Every line of the listing that follows must be written out unchanged.
------------------------------------------------
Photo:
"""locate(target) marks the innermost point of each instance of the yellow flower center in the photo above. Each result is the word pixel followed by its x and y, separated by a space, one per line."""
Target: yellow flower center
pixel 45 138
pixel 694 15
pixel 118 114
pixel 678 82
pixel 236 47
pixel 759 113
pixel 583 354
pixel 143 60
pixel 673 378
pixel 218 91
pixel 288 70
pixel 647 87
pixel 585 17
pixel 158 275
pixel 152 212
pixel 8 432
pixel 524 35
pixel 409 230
------------------------------------------------
[OUTPUT OF THE EXERCISE]
Photo:
"""locate(target) marks the innermost point of each instance of the yellow flower center in the photo above. Each result is the word pixel followed by its x and y, separated by a space, one per line."""
Target: yellow flower center
pixel 45 138
pixel 694 15
pixel 118 114
pixel 678 82
pixel 236 47
pixel 759 113
pixel 583 354
pixel 143 60
pixel 673 378
pixel 218 91
pixel 288 70
pixel 647 87
pixel 585 17
pixel 158 275
pixel 152 212
pixel 8 432
pixel 524 35
pixel 409 230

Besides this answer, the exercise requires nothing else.